▶
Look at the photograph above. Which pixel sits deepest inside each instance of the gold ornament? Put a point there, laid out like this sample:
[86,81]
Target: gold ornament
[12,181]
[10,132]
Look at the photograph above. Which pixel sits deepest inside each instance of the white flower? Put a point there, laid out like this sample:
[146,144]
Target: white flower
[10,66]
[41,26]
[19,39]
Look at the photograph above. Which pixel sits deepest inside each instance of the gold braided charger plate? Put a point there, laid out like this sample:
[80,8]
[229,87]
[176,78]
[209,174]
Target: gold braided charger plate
◀
▶
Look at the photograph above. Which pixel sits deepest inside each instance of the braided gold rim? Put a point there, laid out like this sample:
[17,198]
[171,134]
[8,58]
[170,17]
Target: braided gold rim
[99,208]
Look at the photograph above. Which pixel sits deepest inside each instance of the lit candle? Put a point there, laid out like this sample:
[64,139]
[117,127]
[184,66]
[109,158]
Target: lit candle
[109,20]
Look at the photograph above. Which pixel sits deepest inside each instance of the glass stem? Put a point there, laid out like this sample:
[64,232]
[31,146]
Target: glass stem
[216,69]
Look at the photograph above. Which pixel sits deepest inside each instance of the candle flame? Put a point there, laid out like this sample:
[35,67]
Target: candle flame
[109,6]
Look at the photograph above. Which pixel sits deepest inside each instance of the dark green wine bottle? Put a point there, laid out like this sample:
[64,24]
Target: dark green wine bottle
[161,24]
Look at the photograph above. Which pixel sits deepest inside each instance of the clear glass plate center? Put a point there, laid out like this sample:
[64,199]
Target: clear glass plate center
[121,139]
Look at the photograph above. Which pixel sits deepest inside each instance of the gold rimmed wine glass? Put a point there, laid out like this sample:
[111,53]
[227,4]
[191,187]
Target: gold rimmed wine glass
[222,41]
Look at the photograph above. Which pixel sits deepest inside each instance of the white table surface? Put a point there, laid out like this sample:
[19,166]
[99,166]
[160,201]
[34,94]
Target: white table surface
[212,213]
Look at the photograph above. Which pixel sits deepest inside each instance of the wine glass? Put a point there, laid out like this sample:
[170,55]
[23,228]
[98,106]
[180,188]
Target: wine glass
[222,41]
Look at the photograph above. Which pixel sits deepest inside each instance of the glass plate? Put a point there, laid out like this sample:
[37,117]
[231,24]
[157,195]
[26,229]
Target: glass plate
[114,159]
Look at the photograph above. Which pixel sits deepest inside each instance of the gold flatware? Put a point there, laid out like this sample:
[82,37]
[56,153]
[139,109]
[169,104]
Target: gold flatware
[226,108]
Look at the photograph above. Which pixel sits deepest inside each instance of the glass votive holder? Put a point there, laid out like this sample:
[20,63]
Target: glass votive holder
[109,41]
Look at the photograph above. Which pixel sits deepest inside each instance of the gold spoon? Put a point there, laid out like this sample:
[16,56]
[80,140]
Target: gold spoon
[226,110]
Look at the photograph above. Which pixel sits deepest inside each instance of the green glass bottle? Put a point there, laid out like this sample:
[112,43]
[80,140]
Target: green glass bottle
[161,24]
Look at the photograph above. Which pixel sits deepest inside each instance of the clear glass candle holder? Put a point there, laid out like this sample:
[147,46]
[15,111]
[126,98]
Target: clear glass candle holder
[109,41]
◀
▶
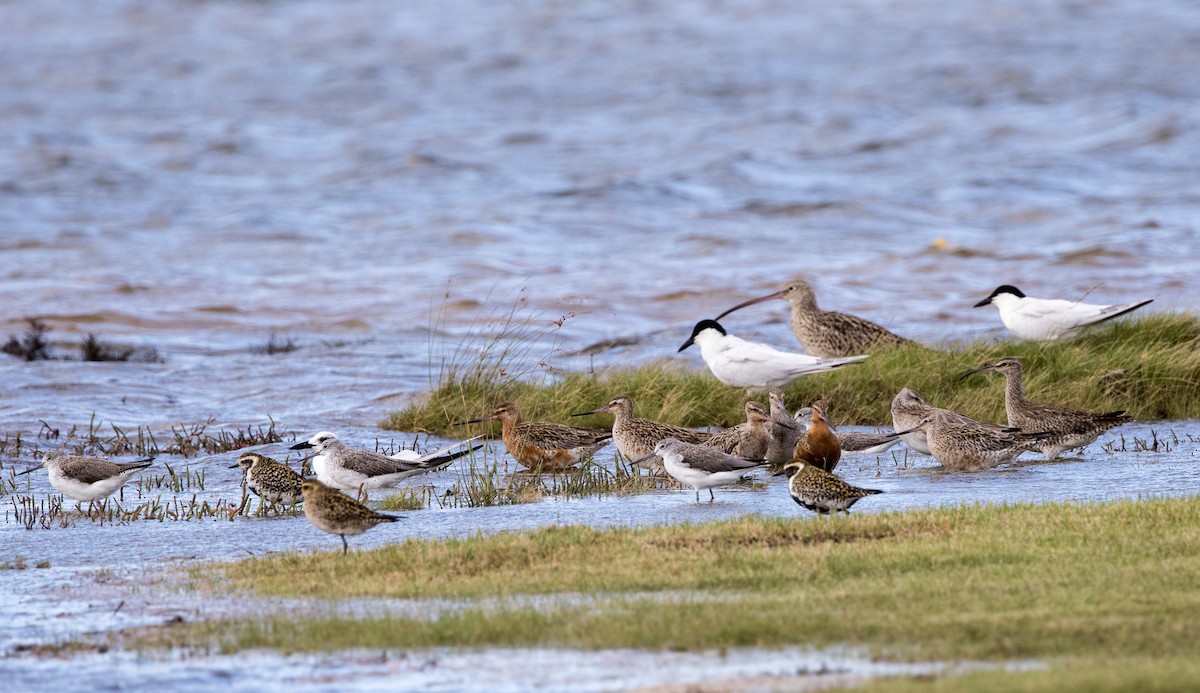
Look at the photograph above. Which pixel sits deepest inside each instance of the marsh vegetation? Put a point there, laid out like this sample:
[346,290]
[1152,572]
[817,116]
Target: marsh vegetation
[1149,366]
◀
Find each line of the items that contains the word "votive", treating uppercase and lowercase as different, and copy those lines.

**The answer:**
Look at the photograph above. Which pixel sits deepest inside each instance of the glass votive holder? Put a point there, laid out like this sample:
Target: glass votive holder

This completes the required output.